> ATTIVITÀ:
[1] Secondo l'estratto sull'ospitalità religiosa, quanti posti letto offrono in Italia le case religiose e no-profit?
[2] Riporta senza modifiche il passo dell'estratto sull'ospitalità religiosa che parte da "Ospitalità religiosa, il" e prosegue fino a "chiuso per decreto.".

> ESTRATTO FORNITO:
-------------------------

Ospitalità religiosa, il coronavirus svuota le 4.000 case no profit

Tra i tanti aspetti delle vite sconvolte in questo periodo di coronavirus, c’è anche l’attività di ospitalità di circa 4.000 case religiose e no-profit che in Italia offrono 280.000 posti-letto a pellegrini, viandanti e turisti. Sono i dati del portale ospitalitareligiosa.it, in sintonia con l’Ufficio nazionale CEI per la Pastorale del Turismo, di un settore confinato nell’ extra-alberghiero che oggi è ancora chiuso per decreto.

Questo settore genera -o meglio dire generava- le risorse in favore delle categorie più svantaggiate con attività caritatevoli, sociali e di sostegno: dormitori, mense, distribuzioni di viveri, ospitalità gratuite, attività per disabili. Per non parlare delle Missioni sparse nel Terzo Mondo e alimentate da Ordini, Congregazioni e Associazioni con sede in Italia.

-------------------------

> DATI FORNITI:
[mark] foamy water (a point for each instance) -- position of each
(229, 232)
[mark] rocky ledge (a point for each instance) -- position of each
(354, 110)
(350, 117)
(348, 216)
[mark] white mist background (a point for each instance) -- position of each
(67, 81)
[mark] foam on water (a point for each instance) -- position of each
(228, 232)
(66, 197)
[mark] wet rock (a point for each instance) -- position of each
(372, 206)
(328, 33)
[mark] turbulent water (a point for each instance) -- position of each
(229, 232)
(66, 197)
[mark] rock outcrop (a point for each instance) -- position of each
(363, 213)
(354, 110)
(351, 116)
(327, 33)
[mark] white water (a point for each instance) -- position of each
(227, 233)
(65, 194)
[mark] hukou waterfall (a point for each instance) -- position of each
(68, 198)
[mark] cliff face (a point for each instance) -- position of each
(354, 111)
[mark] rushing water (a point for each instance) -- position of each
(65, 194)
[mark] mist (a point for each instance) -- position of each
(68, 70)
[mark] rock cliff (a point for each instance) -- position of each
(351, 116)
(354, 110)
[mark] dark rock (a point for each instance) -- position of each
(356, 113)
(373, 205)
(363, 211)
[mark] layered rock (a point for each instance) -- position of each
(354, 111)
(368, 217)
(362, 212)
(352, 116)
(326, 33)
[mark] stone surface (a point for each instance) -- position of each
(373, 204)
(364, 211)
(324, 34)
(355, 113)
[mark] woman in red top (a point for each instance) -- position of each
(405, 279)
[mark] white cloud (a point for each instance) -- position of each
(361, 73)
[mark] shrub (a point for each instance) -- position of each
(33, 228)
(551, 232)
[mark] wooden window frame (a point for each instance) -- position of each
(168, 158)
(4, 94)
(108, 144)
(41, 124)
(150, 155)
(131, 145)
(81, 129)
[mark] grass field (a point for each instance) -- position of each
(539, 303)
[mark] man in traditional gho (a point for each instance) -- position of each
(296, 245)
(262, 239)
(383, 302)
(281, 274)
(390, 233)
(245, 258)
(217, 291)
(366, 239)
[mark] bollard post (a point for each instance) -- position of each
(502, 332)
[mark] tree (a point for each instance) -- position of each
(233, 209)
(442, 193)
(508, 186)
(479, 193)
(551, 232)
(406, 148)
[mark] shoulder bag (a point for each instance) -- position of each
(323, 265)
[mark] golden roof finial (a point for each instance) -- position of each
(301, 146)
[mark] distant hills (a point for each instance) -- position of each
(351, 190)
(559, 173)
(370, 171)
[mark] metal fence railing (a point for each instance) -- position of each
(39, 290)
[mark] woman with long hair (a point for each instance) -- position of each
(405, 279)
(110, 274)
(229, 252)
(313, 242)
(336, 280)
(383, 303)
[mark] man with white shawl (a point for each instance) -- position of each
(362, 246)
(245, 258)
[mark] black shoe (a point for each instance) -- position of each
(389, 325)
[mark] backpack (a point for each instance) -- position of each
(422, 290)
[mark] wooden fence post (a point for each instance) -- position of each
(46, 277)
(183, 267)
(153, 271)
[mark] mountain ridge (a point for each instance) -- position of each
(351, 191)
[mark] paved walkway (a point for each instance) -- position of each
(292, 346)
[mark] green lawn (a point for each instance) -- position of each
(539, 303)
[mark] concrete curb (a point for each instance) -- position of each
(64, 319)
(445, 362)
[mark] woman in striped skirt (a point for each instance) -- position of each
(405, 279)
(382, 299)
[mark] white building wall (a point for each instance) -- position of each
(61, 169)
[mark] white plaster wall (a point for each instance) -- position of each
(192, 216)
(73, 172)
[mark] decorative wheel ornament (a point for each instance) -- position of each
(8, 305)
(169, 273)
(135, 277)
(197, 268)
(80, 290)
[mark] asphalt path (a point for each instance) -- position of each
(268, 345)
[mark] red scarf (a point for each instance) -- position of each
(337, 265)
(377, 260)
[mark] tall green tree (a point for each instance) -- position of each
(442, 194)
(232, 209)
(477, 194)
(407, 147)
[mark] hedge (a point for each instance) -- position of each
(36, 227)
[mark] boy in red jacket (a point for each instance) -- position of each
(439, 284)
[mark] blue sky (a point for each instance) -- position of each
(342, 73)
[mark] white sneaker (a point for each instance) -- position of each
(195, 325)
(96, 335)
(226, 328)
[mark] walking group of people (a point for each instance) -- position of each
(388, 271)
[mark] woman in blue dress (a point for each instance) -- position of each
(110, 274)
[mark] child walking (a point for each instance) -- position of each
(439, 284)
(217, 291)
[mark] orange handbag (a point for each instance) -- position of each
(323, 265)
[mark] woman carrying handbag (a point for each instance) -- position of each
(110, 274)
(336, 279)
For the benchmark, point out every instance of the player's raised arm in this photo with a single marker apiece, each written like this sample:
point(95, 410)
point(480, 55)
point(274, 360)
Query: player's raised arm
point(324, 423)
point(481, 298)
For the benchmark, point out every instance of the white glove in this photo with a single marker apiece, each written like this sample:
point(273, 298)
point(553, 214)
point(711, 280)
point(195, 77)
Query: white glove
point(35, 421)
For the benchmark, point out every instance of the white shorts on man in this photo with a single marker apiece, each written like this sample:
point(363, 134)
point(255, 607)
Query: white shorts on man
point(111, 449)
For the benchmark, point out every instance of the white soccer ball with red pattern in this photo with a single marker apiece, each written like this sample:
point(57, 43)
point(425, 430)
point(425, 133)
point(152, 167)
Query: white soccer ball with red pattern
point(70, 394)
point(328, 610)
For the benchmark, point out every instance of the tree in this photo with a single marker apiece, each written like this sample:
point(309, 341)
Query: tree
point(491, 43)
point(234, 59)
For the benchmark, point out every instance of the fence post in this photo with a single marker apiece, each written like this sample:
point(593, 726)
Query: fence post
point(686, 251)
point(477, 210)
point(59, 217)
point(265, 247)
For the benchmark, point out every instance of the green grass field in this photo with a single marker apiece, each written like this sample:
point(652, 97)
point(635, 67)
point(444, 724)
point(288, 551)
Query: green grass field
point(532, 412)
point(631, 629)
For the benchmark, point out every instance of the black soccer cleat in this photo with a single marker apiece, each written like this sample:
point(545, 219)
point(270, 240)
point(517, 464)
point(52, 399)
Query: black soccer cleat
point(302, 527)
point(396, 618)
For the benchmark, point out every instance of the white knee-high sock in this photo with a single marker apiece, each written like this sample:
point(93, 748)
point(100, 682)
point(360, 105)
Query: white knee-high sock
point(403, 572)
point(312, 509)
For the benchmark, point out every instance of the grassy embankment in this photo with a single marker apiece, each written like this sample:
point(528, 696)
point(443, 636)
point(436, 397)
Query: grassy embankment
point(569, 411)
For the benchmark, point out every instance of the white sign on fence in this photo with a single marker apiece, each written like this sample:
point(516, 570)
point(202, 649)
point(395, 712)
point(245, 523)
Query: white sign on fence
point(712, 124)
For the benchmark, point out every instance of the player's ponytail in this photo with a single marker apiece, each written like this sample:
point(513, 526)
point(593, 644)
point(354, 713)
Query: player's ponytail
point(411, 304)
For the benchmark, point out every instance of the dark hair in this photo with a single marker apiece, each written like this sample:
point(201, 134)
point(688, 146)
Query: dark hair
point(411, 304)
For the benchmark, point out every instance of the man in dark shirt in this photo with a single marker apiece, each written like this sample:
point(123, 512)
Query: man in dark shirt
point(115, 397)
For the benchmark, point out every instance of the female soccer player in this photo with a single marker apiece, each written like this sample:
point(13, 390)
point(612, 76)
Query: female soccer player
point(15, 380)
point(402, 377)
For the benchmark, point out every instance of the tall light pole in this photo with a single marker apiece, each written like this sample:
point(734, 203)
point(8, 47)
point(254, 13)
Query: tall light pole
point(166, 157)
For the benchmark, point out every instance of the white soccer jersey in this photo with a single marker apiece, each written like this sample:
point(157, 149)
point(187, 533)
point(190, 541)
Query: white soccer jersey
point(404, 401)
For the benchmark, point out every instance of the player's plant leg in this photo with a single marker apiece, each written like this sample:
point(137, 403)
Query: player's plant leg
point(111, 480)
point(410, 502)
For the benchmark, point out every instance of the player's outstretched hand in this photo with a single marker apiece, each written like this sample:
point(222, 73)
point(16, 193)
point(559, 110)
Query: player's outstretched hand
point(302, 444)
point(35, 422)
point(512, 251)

-------------------------

> OUTPUT ATTESI:
[1] 280.000 posti letto.

[2]
Ospitalità religiosa, il coronavirus svuota le 4.000 case no profit

Tra i tanti aspetti delle vite sconvolte in questo periodo di coronavirus, c’è anche l’attività di ospitalità di circa 4.000 case religiose e no-profit che in Italia offrono 280.000 posti-letto a pellegrini, viandanti e turisti. Sono i dati del portale ospitalitareligiosa.it, in sintonia con l’Ufficio nazionale CEI per la Pastorale del Turismo, di un settore confinato nell’ extra-alberghiero che oggi è ancora chiuso per decreto.